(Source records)
======

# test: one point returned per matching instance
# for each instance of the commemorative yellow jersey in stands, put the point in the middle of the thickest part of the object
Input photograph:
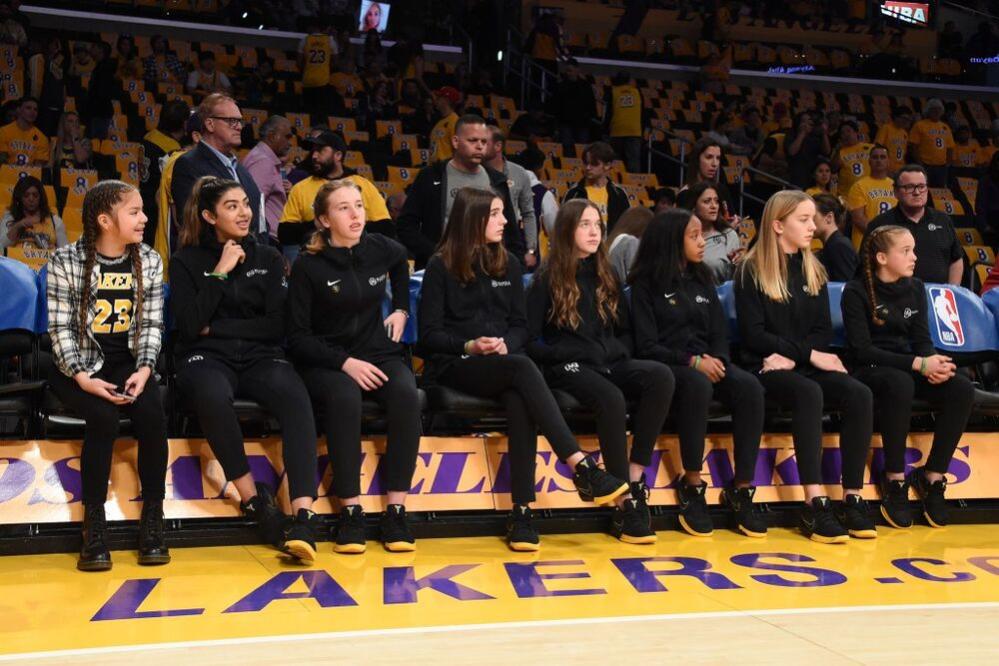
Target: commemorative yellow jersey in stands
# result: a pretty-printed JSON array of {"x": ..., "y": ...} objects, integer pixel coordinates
[
  {"x": 932, "y": 139},
  {"x": 440, "y": 137},
  {"x": 854, "y": 164},
  {"x": 896, "y": 140},
  {"x": 24, "y": 147},
  {"x": 626, "y": 111},
  {"x": 318, "y": 54},
  {"x": 874, "y": 195},
  {"x": 967, "y": 155},
  {"x": 300, "y": 199}
]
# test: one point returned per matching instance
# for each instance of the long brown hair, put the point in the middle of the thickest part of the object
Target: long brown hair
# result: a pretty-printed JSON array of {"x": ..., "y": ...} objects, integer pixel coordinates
[
  {"x": 463, "y": 247},
  {"x": 561, "y": 265},
  {"x": 881, "y": 239},
  {"x": 206, "y": 195},
  {"x": 101, "y": 200},
  {"x": 320, "y": 237},
  {"x": 766, "y": 263}
]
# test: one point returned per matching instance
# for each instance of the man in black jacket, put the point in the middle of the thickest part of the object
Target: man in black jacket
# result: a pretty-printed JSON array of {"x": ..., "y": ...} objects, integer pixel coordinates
[
  {"x": 215, "y": 155},
  {"x": 429, "y": 199},
  {"x": 597, "y": 186},
  {"x": 574, "y": 107}
]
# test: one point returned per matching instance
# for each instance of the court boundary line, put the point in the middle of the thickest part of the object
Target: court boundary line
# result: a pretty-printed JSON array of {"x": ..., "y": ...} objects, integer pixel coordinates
[{"x": 515, "y": 624}]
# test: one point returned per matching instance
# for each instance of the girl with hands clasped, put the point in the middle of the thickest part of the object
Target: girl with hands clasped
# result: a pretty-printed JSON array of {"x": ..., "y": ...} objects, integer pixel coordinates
[
  {"x": 105, "y": 301},
  {"x": 679, "y": 321},
  {"x": 889, "y": 349},
  {"x": 344, "y": 350},
  {"x": 473, "y": 329},
  {"x": 579, "y": 332},
  {"x": 785, "y": 328},
  {"x": 229, "y": 304}
]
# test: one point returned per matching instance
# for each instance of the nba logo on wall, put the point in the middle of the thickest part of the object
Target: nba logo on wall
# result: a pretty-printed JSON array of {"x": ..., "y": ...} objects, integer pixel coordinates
[{"x": 948, "y": 318}]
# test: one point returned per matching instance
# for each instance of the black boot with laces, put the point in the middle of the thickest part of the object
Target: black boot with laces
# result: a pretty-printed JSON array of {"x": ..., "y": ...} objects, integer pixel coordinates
[
  {"x": 152, "y": 543},
  {"x": 94, "y": 555}
]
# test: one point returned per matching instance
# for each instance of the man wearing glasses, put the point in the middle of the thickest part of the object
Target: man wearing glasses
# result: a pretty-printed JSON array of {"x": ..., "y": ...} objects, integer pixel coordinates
[
  {"x": 939, "y": 258},
  {"x": 215, "y": 155}
]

======

• _What is being asked_:
Restate the records in full and word for word, but keep the pictures out.

• _Response for this exercise_:
# test: one point returned per matching instance
# for each instance of the commemorative yellow jersey in stands, put the point in the middle of the thickest part of the object
Input photograph:
Target: commemorative yellow jersey in stands
# result: a pretty-printed JSON array of {"x": ..., "y": ...} objects, integer pixel coordinates
[
  {"x": 932, "y": 139},
  {"x": 440, "y": 137},
  {"x": 854, "y": 164},
  {"x": 896, "y": 140},
  {"x": 24, "y": 147},
  {"x": 626, "y": 111},
  {"x": 318, "y": 54},
  {"x": 874, "y": 195},
  {"x": 967, "y": 155},
  {"x": 300, "y": 199}
]
# test: one point returned per matching instance
# for each instance of the long brown hair, put the point in the middle of the thickest part of the object
Target: long brown hair
# result: a pretty-printed JSON array of {"x": ..., "y": ...} objects, integer pixel coordinates
[
  {"x": 463, "y": 247},
  {"x": 561, "y": 265},
  {"x": 881, "y": 239},
  {"x": 206, "y": 195},
  {"x": 101, "y": 200},
  {"x": 320, "y": 237},
  {"x": 766, "y": 263}
]
# test: one point returned per matching instance
# for each instance of the man in black jacket, put the point in the middle of the thickest part of the object
Target: man in black jacket
# result: a pretty-printed JSON array of {"x": ..., "y": ...} objects, integer pixel coordinates
[
  {"x": 215, "y": 155},
  {"x": 429, "y": 199},
  {"x": 597, "y": 186},
  {"x": 574, "y": 107}
]
# test: one point returned per matching instance
# for each instance of the court boundary line, put the point in the middle of the thickest part of the object
Target: court boundary line
# result: a pretty-printed JSON array of {"x": ..., "y": ...} objects, integer pixel coordinates
[{"x": 515, "y": 624}]
# test: one point returned per matching instance
# for each instance of the girl with hands clasped, put the point in the middle of the thickest part of the object
Target: girl with hands clasped
# result: a pretty-printed JSON array of {"x": ..., "y": ...} objects, integer pixel coordinates
[
  {"x": 105, "y": 301},
  {"x": 679, "y": 321},
  {"x": 889, "y": 349},
  {"x": 344, "y": 350},
  {"x": 473, "y": 329},
  {"x": 579, "y": 332},
  {"x": 785, "y": 328},
  {"x": 229, "y": 304}
]
# test: one point returned per matching instance
# for each instance of the nba logo on wall, put the point in the middle of the thickest part of the object
Target: nba logo on wall
# result: a pretty-printed JSON array of {"x": ..., "y": ...} objects, integer pixel coordinates
[{"x": 948, "y": 318}]
# test: one point returned per matching instance
# for each instance of the black boot with laces, put the point in the middle of the thickest part of the object
Target: black boot with laces
# result: a pretty-printed JSON array of {"x": ..., "y": ...} objects, integer pixel coordinates
[
  {"x": 152, "y": 543},
  {"x": 94, "y": 555}
]
# test: one point returned per matching instance
# for each instance of the man wearing glasses, put the point in the middle of the thickest part of the object
Target: man wearing glasses
# result: a pretty-printed JSON array of {"x": ..., "y": ...} objects, integer pixel coordinates
[
  {"x": 939, "y": 258},
  {"x": 215, "y": 155}
]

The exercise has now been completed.